Data listing:
☆ ☆ ☆ ☆
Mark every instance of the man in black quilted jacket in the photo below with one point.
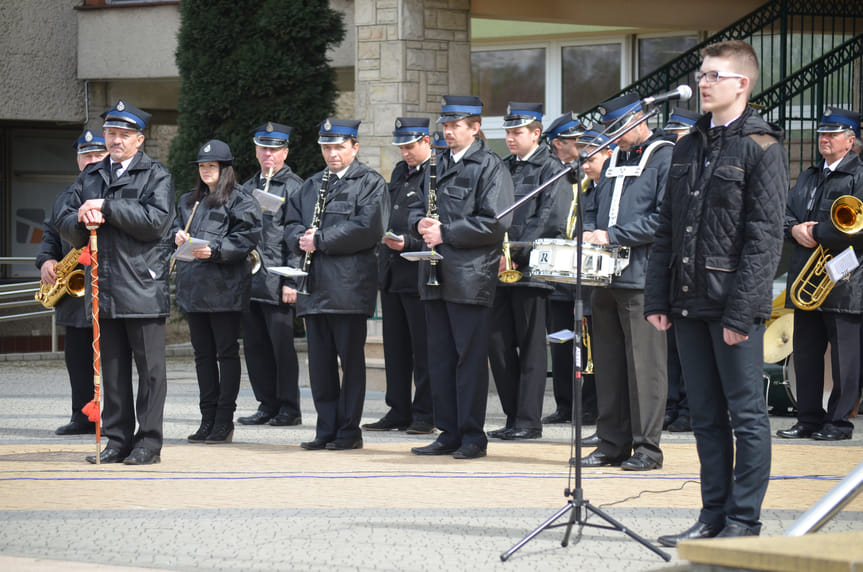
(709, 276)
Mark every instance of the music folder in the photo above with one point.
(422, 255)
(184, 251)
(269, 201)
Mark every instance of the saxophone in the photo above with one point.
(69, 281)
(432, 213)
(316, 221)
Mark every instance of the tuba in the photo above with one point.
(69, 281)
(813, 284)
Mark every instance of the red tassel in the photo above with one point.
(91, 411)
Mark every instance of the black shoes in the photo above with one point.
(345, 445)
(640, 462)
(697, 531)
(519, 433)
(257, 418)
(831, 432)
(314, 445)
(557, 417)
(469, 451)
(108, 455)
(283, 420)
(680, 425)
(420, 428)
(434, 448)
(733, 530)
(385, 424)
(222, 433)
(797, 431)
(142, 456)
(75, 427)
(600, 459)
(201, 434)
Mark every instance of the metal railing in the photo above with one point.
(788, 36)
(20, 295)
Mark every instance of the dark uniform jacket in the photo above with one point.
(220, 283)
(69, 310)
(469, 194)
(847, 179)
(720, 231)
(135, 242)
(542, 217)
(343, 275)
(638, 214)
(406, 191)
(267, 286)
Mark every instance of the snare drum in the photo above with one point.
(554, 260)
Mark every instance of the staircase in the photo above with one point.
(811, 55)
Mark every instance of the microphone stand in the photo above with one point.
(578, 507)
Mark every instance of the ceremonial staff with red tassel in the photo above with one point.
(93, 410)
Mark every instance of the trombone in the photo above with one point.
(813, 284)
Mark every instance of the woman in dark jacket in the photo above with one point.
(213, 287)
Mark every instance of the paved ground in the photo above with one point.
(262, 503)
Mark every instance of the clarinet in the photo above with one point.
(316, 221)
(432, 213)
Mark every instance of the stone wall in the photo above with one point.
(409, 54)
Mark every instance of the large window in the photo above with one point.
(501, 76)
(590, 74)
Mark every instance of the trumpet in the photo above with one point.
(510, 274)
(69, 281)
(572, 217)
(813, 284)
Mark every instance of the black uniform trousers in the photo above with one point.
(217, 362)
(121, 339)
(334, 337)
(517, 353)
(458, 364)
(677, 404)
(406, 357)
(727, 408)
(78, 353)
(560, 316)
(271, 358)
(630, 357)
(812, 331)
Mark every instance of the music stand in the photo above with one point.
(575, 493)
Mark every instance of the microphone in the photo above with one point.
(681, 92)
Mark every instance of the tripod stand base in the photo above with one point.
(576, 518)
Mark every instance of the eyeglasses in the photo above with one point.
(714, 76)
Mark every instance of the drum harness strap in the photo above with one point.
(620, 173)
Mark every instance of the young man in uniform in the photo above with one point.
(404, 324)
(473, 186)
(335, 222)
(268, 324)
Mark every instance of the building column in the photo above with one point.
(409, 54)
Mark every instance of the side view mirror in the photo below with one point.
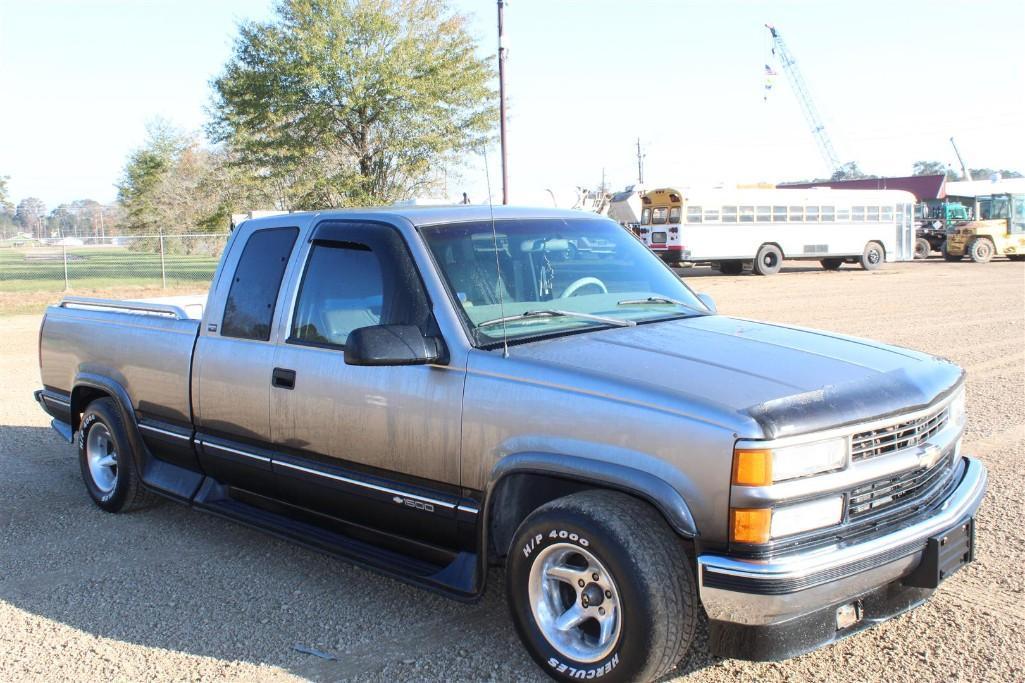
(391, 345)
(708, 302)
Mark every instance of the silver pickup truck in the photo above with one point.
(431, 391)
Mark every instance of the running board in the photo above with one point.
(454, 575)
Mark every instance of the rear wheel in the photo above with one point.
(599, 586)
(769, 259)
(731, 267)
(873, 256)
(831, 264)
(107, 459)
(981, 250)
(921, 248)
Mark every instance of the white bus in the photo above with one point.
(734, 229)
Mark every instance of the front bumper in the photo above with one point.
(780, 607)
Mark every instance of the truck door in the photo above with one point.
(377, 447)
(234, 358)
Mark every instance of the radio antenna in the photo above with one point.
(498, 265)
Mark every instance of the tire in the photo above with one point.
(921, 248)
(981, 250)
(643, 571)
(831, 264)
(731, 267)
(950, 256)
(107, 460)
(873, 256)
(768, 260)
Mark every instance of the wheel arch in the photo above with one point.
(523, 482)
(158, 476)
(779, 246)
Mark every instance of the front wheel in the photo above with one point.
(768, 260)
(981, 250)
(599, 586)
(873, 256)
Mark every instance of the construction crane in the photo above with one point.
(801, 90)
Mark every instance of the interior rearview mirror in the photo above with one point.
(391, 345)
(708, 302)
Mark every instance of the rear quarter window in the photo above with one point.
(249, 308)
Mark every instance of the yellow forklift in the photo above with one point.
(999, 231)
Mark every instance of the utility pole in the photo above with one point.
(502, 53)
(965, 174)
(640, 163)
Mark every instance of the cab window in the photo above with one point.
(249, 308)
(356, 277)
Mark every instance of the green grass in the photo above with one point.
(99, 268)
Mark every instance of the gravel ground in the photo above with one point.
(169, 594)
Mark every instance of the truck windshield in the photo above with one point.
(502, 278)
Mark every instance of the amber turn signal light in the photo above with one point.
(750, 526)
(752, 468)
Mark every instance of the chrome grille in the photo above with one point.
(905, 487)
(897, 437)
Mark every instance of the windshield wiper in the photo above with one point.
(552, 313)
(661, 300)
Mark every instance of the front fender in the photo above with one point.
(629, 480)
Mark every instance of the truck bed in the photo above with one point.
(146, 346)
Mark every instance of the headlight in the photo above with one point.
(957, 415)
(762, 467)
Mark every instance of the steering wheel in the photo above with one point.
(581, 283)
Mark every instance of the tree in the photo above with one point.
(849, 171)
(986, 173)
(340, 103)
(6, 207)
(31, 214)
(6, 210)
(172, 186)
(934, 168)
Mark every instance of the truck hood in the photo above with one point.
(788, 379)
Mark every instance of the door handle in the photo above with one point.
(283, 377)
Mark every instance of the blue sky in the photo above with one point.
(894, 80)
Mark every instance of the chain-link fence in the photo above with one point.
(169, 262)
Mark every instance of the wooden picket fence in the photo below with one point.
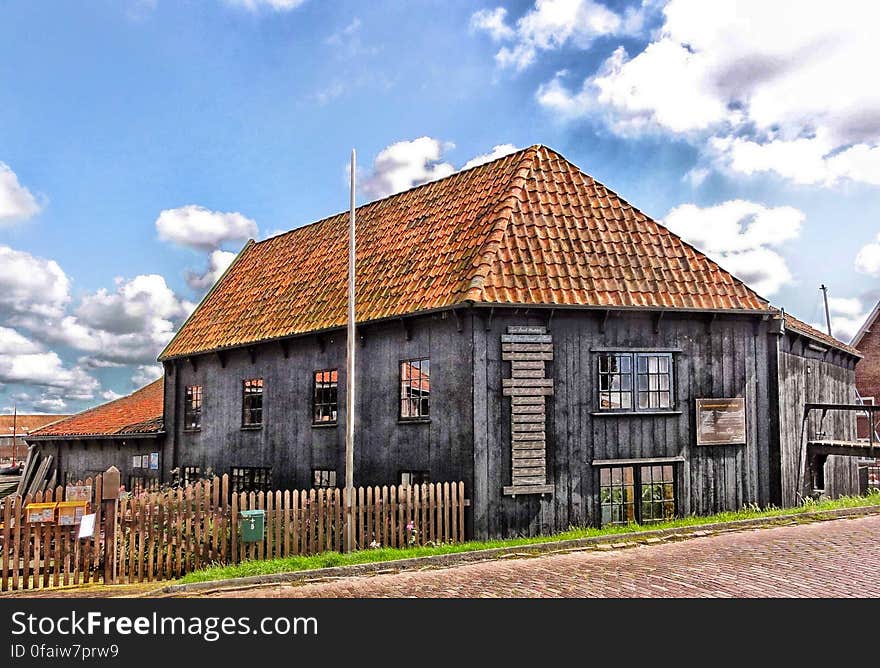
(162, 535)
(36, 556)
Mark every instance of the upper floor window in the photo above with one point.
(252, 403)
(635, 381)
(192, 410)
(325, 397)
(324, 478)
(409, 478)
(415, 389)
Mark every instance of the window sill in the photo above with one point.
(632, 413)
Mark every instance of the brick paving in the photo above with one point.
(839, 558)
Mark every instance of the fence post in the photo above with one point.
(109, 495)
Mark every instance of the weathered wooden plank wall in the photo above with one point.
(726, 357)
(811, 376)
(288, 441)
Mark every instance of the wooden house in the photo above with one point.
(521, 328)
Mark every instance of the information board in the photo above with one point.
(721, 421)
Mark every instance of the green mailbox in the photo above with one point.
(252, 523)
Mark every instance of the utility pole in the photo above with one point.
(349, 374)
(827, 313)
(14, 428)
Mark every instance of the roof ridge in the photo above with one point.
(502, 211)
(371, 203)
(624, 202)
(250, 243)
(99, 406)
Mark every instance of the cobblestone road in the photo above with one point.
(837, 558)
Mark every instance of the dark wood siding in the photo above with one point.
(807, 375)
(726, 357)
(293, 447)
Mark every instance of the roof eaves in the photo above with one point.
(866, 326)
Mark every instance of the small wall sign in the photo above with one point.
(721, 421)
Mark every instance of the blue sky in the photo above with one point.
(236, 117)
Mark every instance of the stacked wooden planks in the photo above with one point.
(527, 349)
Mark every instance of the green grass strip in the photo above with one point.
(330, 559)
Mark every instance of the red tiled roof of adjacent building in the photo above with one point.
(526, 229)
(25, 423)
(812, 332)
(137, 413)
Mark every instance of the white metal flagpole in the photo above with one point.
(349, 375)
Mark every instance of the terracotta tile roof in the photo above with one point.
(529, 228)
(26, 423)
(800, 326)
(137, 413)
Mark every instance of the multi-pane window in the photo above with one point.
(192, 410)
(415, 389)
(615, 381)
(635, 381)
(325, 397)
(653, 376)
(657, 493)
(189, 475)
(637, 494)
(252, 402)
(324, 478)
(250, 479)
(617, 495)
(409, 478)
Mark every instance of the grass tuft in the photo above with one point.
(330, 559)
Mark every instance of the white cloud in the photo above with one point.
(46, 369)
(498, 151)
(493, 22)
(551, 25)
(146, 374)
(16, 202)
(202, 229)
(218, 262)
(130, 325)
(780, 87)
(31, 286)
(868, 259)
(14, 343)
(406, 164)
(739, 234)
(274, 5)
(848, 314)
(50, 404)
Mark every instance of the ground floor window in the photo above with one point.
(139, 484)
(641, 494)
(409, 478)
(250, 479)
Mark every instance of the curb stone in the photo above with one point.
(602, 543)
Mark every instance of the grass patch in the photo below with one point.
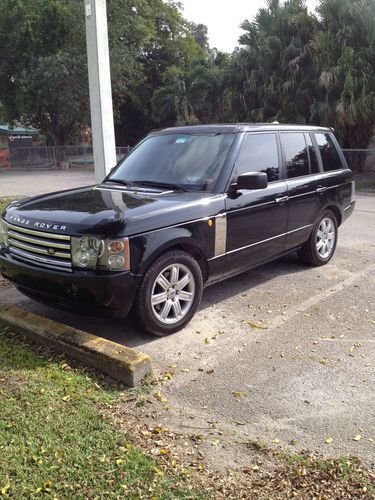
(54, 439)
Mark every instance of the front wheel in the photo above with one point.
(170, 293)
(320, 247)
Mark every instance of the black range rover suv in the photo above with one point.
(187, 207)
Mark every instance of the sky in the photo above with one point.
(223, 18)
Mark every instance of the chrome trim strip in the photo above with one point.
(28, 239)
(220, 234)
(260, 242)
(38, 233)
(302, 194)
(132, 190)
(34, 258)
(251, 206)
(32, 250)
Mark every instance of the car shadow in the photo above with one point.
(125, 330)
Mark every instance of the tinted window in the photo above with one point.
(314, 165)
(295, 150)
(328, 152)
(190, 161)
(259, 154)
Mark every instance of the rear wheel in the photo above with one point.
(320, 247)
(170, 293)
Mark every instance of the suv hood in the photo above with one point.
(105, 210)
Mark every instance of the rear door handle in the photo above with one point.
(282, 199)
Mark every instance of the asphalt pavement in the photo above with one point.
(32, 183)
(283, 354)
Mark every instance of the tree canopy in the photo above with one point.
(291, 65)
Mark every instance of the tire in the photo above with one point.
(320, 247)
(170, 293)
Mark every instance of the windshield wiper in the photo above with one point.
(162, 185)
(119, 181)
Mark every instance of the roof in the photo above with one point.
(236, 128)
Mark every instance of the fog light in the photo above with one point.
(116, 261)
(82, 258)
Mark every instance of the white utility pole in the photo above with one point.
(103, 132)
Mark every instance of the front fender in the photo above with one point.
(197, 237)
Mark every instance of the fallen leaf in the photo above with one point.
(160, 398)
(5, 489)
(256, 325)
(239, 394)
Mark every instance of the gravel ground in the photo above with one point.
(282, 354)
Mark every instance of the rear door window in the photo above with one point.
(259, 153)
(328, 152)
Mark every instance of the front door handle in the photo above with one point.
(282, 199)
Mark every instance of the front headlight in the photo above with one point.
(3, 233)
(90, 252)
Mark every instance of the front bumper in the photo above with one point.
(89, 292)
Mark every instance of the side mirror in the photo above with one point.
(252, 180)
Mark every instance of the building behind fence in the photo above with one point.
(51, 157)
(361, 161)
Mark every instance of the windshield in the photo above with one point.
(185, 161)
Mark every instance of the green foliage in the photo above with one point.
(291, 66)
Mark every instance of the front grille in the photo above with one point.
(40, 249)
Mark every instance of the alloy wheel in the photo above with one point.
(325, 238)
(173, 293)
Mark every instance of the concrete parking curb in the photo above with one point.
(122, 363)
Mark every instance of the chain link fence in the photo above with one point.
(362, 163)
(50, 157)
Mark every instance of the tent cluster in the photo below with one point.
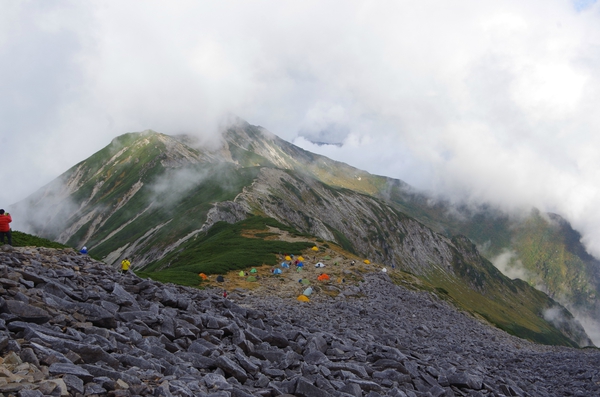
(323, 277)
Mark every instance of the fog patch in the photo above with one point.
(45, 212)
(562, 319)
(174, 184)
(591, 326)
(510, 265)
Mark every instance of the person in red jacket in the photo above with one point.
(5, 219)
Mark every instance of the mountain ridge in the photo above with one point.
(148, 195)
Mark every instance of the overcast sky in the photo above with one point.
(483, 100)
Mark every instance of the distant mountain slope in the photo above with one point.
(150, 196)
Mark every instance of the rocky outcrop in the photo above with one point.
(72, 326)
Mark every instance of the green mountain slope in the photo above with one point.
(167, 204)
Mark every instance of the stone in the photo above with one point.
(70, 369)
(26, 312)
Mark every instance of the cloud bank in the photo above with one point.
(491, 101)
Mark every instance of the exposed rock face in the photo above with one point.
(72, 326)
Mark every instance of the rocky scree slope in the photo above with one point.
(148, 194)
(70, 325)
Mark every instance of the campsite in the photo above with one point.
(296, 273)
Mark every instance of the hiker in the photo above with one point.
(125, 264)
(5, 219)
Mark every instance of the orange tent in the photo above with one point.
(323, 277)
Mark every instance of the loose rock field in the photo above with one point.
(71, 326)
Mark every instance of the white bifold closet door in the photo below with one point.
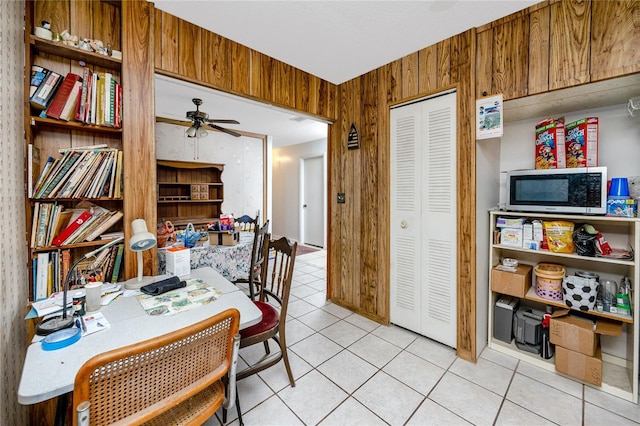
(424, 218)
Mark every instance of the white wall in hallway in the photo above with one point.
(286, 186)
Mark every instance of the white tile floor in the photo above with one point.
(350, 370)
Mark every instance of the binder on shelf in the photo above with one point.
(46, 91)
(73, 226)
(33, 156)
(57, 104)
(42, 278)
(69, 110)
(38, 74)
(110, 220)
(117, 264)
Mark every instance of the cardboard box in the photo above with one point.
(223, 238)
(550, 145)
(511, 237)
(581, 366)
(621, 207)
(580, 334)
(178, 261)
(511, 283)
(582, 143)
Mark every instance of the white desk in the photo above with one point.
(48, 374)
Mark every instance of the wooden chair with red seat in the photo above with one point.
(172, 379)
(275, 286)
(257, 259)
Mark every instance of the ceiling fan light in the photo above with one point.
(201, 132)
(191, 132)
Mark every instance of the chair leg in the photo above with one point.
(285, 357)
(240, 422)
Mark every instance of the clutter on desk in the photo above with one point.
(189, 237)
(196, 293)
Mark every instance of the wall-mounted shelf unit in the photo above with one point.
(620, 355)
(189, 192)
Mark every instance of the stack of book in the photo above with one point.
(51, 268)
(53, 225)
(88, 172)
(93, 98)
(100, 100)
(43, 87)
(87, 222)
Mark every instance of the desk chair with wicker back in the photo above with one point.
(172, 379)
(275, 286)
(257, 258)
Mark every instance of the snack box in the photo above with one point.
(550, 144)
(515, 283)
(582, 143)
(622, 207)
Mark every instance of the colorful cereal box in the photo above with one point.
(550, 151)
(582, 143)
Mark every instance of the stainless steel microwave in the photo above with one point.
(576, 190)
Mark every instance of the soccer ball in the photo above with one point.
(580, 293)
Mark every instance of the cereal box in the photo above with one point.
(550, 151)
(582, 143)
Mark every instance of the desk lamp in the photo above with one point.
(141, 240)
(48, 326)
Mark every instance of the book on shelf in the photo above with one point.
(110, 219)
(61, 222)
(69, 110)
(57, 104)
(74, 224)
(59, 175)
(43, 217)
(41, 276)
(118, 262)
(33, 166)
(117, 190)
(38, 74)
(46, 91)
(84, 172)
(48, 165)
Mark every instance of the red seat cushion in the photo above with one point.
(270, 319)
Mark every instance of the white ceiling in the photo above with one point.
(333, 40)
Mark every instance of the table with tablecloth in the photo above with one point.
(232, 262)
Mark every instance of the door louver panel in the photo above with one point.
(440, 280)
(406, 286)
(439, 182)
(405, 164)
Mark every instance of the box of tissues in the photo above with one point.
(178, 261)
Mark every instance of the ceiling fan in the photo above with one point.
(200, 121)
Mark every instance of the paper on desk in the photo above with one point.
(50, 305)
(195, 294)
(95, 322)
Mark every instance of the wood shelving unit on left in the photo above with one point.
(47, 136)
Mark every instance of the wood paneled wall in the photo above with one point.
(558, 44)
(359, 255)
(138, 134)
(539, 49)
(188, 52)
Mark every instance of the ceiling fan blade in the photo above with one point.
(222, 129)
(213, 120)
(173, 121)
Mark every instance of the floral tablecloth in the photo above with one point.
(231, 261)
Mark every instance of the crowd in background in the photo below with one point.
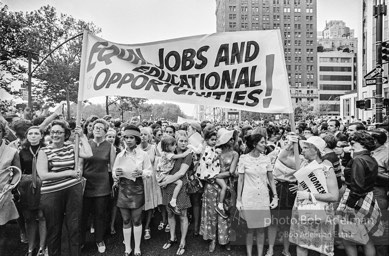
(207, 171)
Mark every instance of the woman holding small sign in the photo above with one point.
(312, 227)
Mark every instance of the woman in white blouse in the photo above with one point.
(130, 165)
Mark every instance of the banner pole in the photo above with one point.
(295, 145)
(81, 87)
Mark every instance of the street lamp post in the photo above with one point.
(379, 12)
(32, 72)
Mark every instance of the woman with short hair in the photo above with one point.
☆ ☆ ☆ ☆
EXERCISE GOAL:
Print once more, exactly, the lines from the one with "Mark every instance of the white ceiling" through the last line of the data, both ends included, without any pictures.

ANSWER TO THE TASK:
Mark every instance of the white ceiling in the photo above with one point.
(333, 40)
Mark every instance of the table with tablecloth in the photo above with one point.
(232, 262)
Mark every instance of the door louver panel in the photo above with one point.
(440, 280)
(406, 286)
(439, 182)
(405, 164)
Mark every instance of the box of tissues in the photo above with one point.
(178, 261)
Mark every instance of the ceiling fan in the photo above with one point.
(200, 121)
Mark every instance of the paper on desk in the photo above with one point.
(50, 305)
(195, 294)
(95, 322)
Mark every instance of the wood shelving unit on left in the photo above with one point.
(47, 136)
Mark every instance of the wood paneled wall in the photo above with one point.
(558, 44)
(359, 255)
(138, 134)
(539, 49)
(188, 52)
Mark every instance of the ceiling fan blade in the photo above with one point.
(222, 129)
(213, 120)
(173, 121)
Mark every instance of the floral tablecloth in the photo above with one point.
(231, 261)
Mark every instance of the crowd in background in the photo below with one point.
(207, 171)
Mark every instance of the woman holding small sign in the photo above with one point.
(312, 227)
Mark every instance of the woman in white blouse in the photo above with one point.
(130, 165)
Mark every instance of the banner pole in the photo above with one point.
(295, 145)
(81, 87)
Mark every instance of the street lamp post in the photo above with one point.
(379, 12)
(32, 72)
Mark every instance of the woman with short hair in the photo above with one point.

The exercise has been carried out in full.